Source text -
┄┄┄┄┄┄┄┄┄┄┄┄┄┄┄┄┄┄┄┄
Catechin-7-O-glucoside
- Names: IUPAC name (2S,4S,5S)-2-[[(2R,3S)-2-(3,4-Dihydroxyphenyl)-3,5-dihydroxy-3,4-dihydro-2H-chromen-7-yl]oxy]-6-(hydroxymethyl)oxane-3,4,5-triol

Identifiers
- CAS Number: 65597-47-9;
- 3D model (JSmol): Interactive image;
- ChemSpider: 8965102;
- PubChem CID: 10789789;

Properties
- Chemical formula: C_{21}H_{24}O_{11}
- Molar mass: 452.412 g·mol^{−1}

= Catechin-7-O-glucoside =

Catechin-7-O-glucoside is a flavan-3-ol glycoside formed from catechin.

== Natural occurrences ==
Catechin-7-O-glucoside can be isolated from the hemolymph of the European pine sawfly (Neodiprion sertifer). It also occurs in relatively large quantities in cowpea (Vigna unguiculata) as the dominant flavan-3-ol monomer, and actually accounts for up to 70% of cowpea proanthocyanidins (tannins).

It can also be produced by biotransformation of (+)-catechin by cultured cells of Eucalyptus perriniana.

=== Presence in natural traditional drugs ===
Catechin-7-O-glucoside can be found in paeoniae radix, the crude drug made from the roots of Chinese peony (Paeonia lactiflora), in red knotweed (Bistorta macrophylla, also known as Polygonum macrophyllum), in the stem barks of the Nepali hog plum (Choerospondias axillaris), in the Korean plum yew (Cephalotaxus koreana) and in Huanarpo Macho (Jatropha macrantha). (−)-Catechin 7-O-β-D-glucopyranoside is found in the bark of Rhaphiolepis umbellata.

=== Presence in food ===
It is found in buckwheat groats, in the red bean (the seed of Vigna umbellata, formerly known as Phaseolus calcaratus), in barley (Hordeum vulgare L.) and malt. (−)-Catechin 7-O-β-D-glucopyranoside is found in rhubarb.

== Health effects ==
This compound has an antioxidant activity leading to a cytoprotective effect.
┄┄┄┄┄┄┄┄┄┄┄┄┄┄┄┄┄┄┄┄
Entries supplied -
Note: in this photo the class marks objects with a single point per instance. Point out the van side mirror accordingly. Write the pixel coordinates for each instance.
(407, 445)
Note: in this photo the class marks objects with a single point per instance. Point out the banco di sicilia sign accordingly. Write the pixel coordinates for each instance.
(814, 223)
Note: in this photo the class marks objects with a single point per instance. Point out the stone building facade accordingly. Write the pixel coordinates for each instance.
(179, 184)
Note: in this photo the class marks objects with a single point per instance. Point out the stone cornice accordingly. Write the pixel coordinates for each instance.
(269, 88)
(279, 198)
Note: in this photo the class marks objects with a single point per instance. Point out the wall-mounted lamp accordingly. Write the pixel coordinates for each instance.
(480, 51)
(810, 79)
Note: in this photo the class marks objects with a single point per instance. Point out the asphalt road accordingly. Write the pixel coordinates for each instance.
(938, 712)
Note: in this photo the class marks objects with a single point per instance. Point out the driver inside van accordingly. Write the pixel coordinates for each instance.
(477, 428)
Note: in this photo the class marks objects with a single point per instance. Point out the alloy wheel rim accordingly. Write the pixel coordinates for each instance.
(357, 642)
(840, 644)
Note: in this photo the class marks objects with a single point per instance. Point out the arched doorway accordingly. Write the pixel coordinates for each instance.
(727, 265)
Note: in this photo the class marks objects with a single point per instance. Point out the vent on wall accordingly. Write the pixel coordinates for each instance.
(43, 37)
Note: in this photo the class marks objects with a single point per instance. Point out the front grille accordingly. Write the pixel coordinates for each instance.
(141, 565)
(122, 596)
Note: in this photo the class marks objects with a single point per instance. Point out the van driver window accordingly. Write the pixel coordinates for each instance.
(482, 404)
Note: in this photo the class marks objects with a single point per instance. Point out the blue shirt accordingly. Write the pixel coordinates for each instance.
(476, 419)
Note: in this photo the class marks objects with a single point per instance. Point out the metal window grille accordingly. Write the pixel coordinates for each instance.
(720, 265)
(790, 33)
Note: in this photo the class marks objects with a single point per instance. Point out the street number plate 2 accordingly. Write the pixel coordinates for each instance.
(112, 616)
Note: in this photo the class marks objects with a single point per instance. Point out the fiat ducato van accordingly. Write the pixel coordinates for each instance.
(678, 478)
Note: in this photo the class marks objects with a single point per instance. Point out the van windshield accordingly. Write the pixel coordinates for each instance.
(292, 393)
┄┄┄┄┄┄┄┄┄┄┄┄┄┄┄┄┄┄┄┄
Work to complete -
1. In the catechin-7-O-glucoside article, copy word for word the part that opens with the words containing "Catechin-7-O-glucoside is a" and closes with "of Eucalyptus perriniana.".
2. For each statement, say whether the catechin-7-O-glucoside article agrees (yes or no), and quote the article's deciding words exactly: (a) The compound can be isolated from the hemolymph of the European pine sawfly. (b) It makes up as much as 50% of cowpea proanthocyanidins. (c) Cultured cells of Chinese peony can produce it by biotransformation of (+)-catechin.

Your responses -
1.
Catechin-7-O-glucoside is a flavan-3-ol glycoside formed from catechin.

== Natural occurrences ==
Catechin-7-O-glucoside can be isolated from the hemolymph of the European pine sawfly (Neodiprion sertifer). It also occurs in relatively large quantities in cowpea (Vigna unguiculata) as the dominant flavan-3-ol monomer, and actually accounts for up to 70% of cowpea proanthocyanidins (tannins).

It can also be produced by biotransformation of (+)-catechin by cultured cells of Eucalyptus perriniana.

2.
(a) Yes: "Catechin-7-O-glucoside can be isolated from the hemolymph of the European pine sawfly (Neodiprion sertifer)."
(b) No: "actually accounts for up to 70% of cowpea proanthocyanidins (tannins)."
(c) No: "It can also be produced by biotransformation of (+)-catechin by cultured cells of Eucalyptus perriniana."